◆ **COMPITI RICHIESTI**:
**a)** Ripeti il brano sull'educazione nelle scuole tra "Ratzinger accusa la" e "sessuale e civile.", estremi compresi.
**b)** Nel brano sull'educazione nelle scuole, da quale società provengono i dati citati sulla salute sessuale degli adolescenti?
**c)** Riprendi il brano sull'educazione nelle scuole e proseguilo dopo l'ultima frase riportata.

◆ **TESTO DA LEGGERE**:

_ _ _

Eppure, mentre qualche giorno fa la stampa accoglieva la notizia delle norme antiriciclaggio imposte allo Ior, oggi deve ribadire, con una compassione di fondo, la condanna del Papa all’educazione sessuale e civile nelle scuole. Troppo laiche e con troppo Stato, secondo lui. Peccato che non si tratti di scuole private religiose e che il monopolio dello Stato non sia il frutto di un’intromissione carbonara, ma di un diritto costituzionale. E’ piuttosto, vale la pena ricordarlo, l’ora di catechismo a rappresentare un’indebita forzatura nel programma laico delle scuole pubbliche, che solo un Ministro come la Gelmini poteva rendere ancor più grave, consentendo che una materia di questo tipo potesse fare media e sommandoci l’imposizione del crocefisso in classe, con tanto di ricorso a Strasburgo.
Ratzinger accusa la presunta educazione laica di essere falsamente neutra e di ledere la tutela della religione e della comunità cristiana. L’atroce attentato nella chiesa d’Egitto aiuta a rendere lo scenario emotivo al punto giusto. Se la Chiesa perde anime, non è colpa dell’illuminismo di Stato, che mai come nel caso della nostra Repubblica, è pavido ed esangue, quanto forse per l’incapacità della Chiesa di essere vicina alla sensibilità e alla vita delle nuove generazioni. Quelle per le quali il Papa vede pericolosa l’educazione sessuale e civile.
Il rischio sarebbe quello di aiutare i giovani a crescere come persone responsabili, autocentrate e consapevoli della propria esistenza. Non è più allarmante pensare che i nostri adolescenti, come testimoniano i dati della Sigo (la Società italiana di Ginecologia), siano del tutto incapaci di tutelare la propria salute nei rapporti sessuali? L’ignoranza che porta le giovanissime a ricorrere in massa alla pillola del giorno dopo, i rimedi della Coca Cola o le gravidanze scoperte dopo mesi di gestazione, dovrebbero lanciare un allarme sull’urgenza di farla meglio e di più questa educazione, soprattutto in Italia.
Persino più grave il sospetto sull’educazione civile. Qui non è possibile riconoscere nemmeno l’attenuante della viscerale sessuofobia che affligge una Chiesa di uomini costretti, per dogma storico, ad una castrazione fisica. In questo caso c’è un disegno dai contorni molto inquietanti che pone ancora la Chiesa in conflitto con lo Stato. La cosiddetta educazione civile è quella che rende i nostri ragazzi edotti sui diritti e i doveri. Sullo spirito fondante degli Stati liberali moderni e sui peccati originali degli Stati religiosi da cui, almeno l’Occidente, si è affrancato. Eccezion fatta per lo Stato del Vaticano. L’idea sommersa che conoscere il diritto del divorzio o, dove esistono, i diritti delle coppie di fatto - solo per fare alcuni esempi - sia un incentivo o un’istigazione all’abbandono della fede, è tanto falso quanto ingenuo.

_ _ _

◆ **ELENCO**:
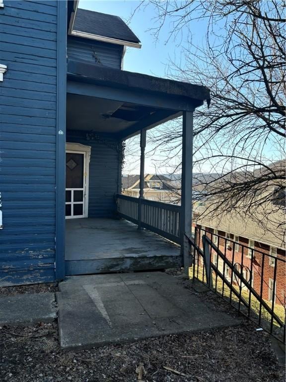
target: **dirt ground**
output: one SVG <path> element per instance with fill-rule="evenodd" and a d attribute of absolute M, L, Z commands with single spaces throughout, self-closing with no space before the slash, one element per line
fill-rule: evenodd
<path fill-rule="evenodd" d="M 192 288 L 190 283 L 182 282 Z M 56 288 L 54 284 L 2 288 L 0 295 Z M 198 295 L 214 309 L 230 312 L 229 305 L 212 292 Z M 255 329 L 245 320 L 231 328 L 63 352 L 56 322 L 3 326 L 0 382 L 138 382 L 141 364 L 144 382 L 284 382 L 284 368 L 269 336 Z"/>
<path fill-rule="evenodd" d="M 58 288 L 56 283 L 33 284 L 32 285 L 19 285 L 16 286 L 2 286 L 0 287 L 0 297 L 12 296 L 15 294 L 24 294 L 26 293 L 44 293 L 56 292 Z"/>
<path fill-rule="evenodd" d="M 1 382 L 136 382 L 140 364 L 145 382 L 285 381 L 268 335 L 248 323 L 78 352 L 60 350 L 56 323 L 2 327 L 0 360 Z"/>

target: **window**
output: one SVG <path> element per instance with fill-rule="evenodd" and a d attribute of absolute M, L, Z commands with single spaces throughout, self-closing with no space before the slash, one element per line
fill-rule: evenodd
<path fill-rule="evenodd" d="M 276 286 L 275 285 L 274 280 L 273 279 L 269 279 L 269 284 L 268 284 L 268 299 L 271 302 L 273 298 L 273 291 L 274 294 L 276 293 Z M 275 296 L 274 296 L 274 302 L 275 302 Z"/>
<path fill-rule="evenodd" d="M 213 235 L 213 242 L 214 244 L 217 244 L 217 236 L 215 236 L 216 235 L 217 235 L 217 230 L 214 229 L 214 235 Z"/>
<path fill-rule="evenodd" d="M 270 255 L 273 257 L 269 258 L 269 265 L 271 267 L 274 267 L 275 265 L 275 259 L 274 258 L 277 257 L 277 249 L 274 247 L 270 247 Z"/>
<path fill-rule="evenodd" d="M 216 268 L 217 268 L 217 253 L 213 254 L 213 264 L 215 267 L 216 267 Z"/>
<path fill-rule="evenodd" d="M 235 243 L 234 244 L 234 251 L 236 252 L 239 252 L 239 236 L 234 236 L 234 241 Z"/>
<path fill-rule="evenodd" d="M 249 240 L 248 241 L 248 252 L 247 253 L 247 257 L 251 257 L 252 256 L 253 249 L 254 249 L 254 240 Z"/>
<path fill-rule="evenodd" d="M 230 240 L 230 234 L 226 233 L 226 248 L 231 246 L 231 243 L 229 241 Z"/>

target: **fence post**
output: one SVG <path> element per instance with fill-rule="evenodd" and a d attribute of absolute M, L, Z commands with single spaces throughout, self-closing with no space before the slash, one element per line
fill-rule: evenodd
<path fill-rule="evenodd" d="M 139 198 L 138 199 L 138 229 L 141 229 L 141 200 L 144 198 L 144 167 L 145 162 L 145 147 L 146 147 L 146 129 L 140 132 L 140 180 L 139 182 Z"/>
<path fill-rule="evenodd" d="M 212 259 L 211 258 L 211 251 L 210 251 L 210 244 L 206 240 L 206 235 L 202 237 L 203 248 L 204 249 L 204 264 L 206 270 L 206 277 L 207 283 L 210 288 L 213 288 L 213 277 L 212 276 Z M 217 258 L 218 263 L 218 258 Z"/>
<path fill-rule="evenodd" d="M 185 273 L 189 276 L 192 263 L 187 237 L 192 236 L 192 187 L 193 174 L 193 112 L 183 113 L 182 189 L 181 202 L 181 251 Z"/>

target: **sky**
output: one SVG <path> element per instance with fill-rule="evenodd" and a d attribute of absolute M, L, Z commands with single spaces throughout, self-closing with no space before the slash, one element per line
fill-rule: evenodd
<path fill-rule="evenodd" d="M 119 16 L 127 23 L 141 41 L 141 49 L 128 48 L 124 57 L 123 69 L 131 72 L 143 73 L 158 77 L 167 77 L 166 66 L 169 58 L 179 60 L 183 65 L 183 56 L 181 56 L 180 47 L 184 44 L 188 36 L 179 35 L 174 39 L 169 37 L 171 25 L 167 23 L 161 30 L 159 38 L 152 34 L 151 29 L 157 24 L 154 18 L 155 12 L 151 5 L 136 9 L 141 1 L 133 0 L 80 0 L 79 7 L 110 14 Z M 133 16 L 131 16 L 133 15 Z M 201 22 L 194 31 L 193 38 L 198 43 L 203 41 L 205 35 L 205 26 Z M 154 128 L 156 129 L 158 128 Z M 147 131 L 147 135 L 148 132 Z M 131 142 L 127 142 L 125 165 L 124 173 L 139 174 L 140 172 L 140 146 L 138 138 Z M 138 147 L 138 151 L 136 150 Z M 171 172 L 169 168 L 158 168 L 160 155 L 152 154 L 153 147 L 147 144 L 145 161 L 145 173 L 160 174 Z M 174 163 L 180 162 L 176 158 Z"/>
<path fill-rule="evenodd" d="M 152 28 L 158 25 L 157 20 L 155 18 L 156 12 L 153 6 L 148 3 L 147 6 L 141 6 L 135 12 L 141 2 L 134 0 L 80 0 L 79 7 L 119 16 L 138 37 L 141 41 L 142 47 L 140 49 L 127 48 L 124 57 L 124 70 L 159 77 L 166 77 L 166 66 L 170 58 L 173 61 L 179 63 L 179 66 L 181 68 L 184 68 L 185 63 L 184 55 L 181 54 L 181 48 L 184 46 L 190 46 L 188 39 L 190 37 L 187 34 L 187 31 L 184 29 L 182 32 L 183 34 L 177 35 L 175 38 L 173 36 L 168 40 L 172 24 L 167 20 L 160 31 L 158 38 L 156 39 L 152 33 Z M 146 2 L 148 4 L 147 1 Z M 192 13 L 192 18 L 195 17 L 196 15 Z M 192 26 L 192 43 L 200 47 L 204 46 L 206 40 L 207 21 L 204 22 L 200 19 L 196 23 L 195 21 L 193 21 Z M 217 23 L 215 24 L 215 29 L 216 31 L 223 30 Z M 160 127 L 157 127 L 147 131 L 147 142 L 148 134 L 154 134 L 156 130 L 159 128 Z M 130 140 L 127 141 L 124 174 L 139 174 L 140 172 L 140 153 L 138 138 L 137 136 L 135 138 L 132 139 L 131 142 Z M 265 151 L 268 155 L 270 155 L 269 153 L 273 151 L 272 143 L 271 141 L 269 141 L 266 145 Z M 153 153 L 154 147 L 154 144 L 152 146 L 149 143 L 147 144 L 145 173 L 171 173 L 173 171 L 172 167 L 165 168 L 159 165 L 162 156 L 160 155 L 159 150 L 158 149 Z M 179 156 L 177 156 L 174 159 L 172 163 L 173 166 L 180 163 L 181 158 Z M 212 170 L 213 171 L 212 166 L 208 164 L 202 169 L 194 169 L 195 172 L 201 171 L 209 172 L 212 172 Z"/>

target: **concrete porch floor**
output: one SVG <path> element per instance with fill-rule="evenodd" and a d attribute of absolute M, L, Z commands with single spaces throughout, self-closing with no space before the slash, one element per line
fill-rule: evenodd
<path fill-rule="evenodd" d="M 75 349 L 237 325 L 162 272 L 72 276 L 57 293 L 61 346 Z"/>
<path fill-rule="evenodd" d="M 182 265 L 179 246 L 122 219 L 66 220 L 65 260 L 67 275 Z"/>

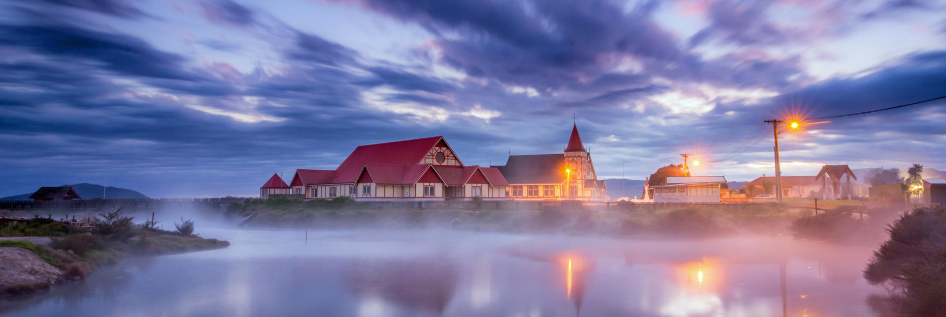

_ _ _

◆ **RISULTATI ATTESI**:
**a)**
Ratzinger accusa la presunta educazione laica di essere falsamente neutra e di ledere la tutela della religione e della comunità cristiana. L’atroce attentato nella chiesa d’Egitto aiuta a rendere lo scenario emotivo al punto giusto. Se la Chiesa perde anime, non è colpa dell’illuminismo di Stato, che mai come nel caso della nostra Repubblica, è pavido ed esangue, quanto forse per l’incapacità della Chiesa di essere vicina alla sensibilità e alla vita delle nuove generazioni. Quelle per le quali il Papa vede pericolosa l’educazione sessuale e civile.

**b)** Dalla Sigo, la Società italiana di Ginecologia.

**c)**
Nessuno impedisce alla Chiesa di fare la propria evangelizzazione o di testimoniare la propria visione del mondo. Possiamo certamente dire che la persecuzione dei cristiani non è planetaria e che dove questo grave problema è presente, la questione è più politica che religiosa, più legata al reale esercizio delle libertà individuali che non all’educazione sessuale o a quella civica. Per questa ragione non è onesto l’utilizzo strumentale di alcune tragedie terroristiche per pensare di poter prendere a prestito lo Stato e le sue istituzioni e perorare la causa di un banale catechismo di massa. Una campagna elettorale per le anime. Non si possono criticare le forme di alcuni Stati teocratici musulmani e poi svelare una nostalgia per quel perduto potere temporale. Non è così che torneremo ad essere più cristiani, nella fede o nella sensibilità morale.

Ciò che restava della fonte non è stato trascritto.